**TAREA REQUERIDA**. Copie sin alteraciones el fragmento del pasaje seleccionado que va desde "La tarde trascurrió" hasta "de asimilar nada.", ambos incluidos.

**PASAJE SELECCIONADO**.

La tarde trascurrió lentamente, hasta que les comunicaron que a los maestros de Gordoa, Galarreta, Zalduendo y a Salinas mismo les iban a llevar a Vitoria. "Pareciera que alguien había puesto en marcha una macabra selección. Más tensión, angustia, zozobra, miedo... Zalduendo, Narvaja, Aspuru, Larrea, el patio y a las ocho de la tarde estamos esposados en el Centro Navarro de Vitoria, que hacía pocos días habían abierto los falangistas y requetés navarros para castigar con más dureza, pues se quejaban de que los alaveses no lo hacían bien", señalaba Pedro Salinas. El hombre de la guadaña parecía aproximarse sin tiempo de asimilar nada.

(Datos recopilados)
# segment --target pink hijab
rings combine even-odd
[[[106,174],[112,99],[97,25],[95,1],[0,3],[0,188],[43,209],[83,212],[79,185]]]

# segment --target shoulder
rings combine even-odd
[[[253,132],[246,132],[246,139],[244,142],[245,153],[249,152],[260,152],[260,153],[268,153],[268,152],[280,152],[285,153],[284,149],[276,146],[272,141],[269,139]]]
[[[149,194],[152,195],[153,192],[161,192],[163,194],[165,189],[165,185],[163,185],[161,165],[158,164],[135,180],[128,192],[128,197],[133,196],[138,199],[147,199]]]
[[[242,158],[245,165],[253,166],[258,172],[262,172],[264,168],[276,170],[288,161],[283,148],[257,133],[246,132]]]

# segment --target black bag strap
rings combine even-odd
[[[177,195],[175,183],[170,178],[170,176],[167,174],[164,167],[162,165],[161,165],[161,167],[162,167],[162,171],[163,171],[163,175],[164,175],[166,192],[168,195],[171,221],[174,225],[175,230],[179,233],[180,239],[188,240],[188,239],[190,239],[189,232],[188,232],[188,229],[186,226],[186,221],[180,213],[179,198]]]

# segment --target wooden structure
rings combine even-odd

**RESULTADO**.
La tarde trascurrió lentamente, hasta que les comunicaron que a los maestros de Gordoa, Galarreta, Zalduendo y a Salinas mismo les iban a llevar a Vitoria. "Pareciera que alguien había puesto en marcha una macabra selección. Más tensión, angustia, zozobra, miedo... Zalduendo, Narvaja, Aspuru, Larrea, el patio y a las ocho de la tarde estamos esposados en el Centro Navarro de Vitoria, que hacía pocos días habían abierto los falangistas y requetés navarros para castigar con más dureza, pues se quejaban de que los alaveses no lo hacían bien", señalaba Pedro Salinas. El hombre de la guadaña parecía aproximarse sin tiempo de asimilar nada.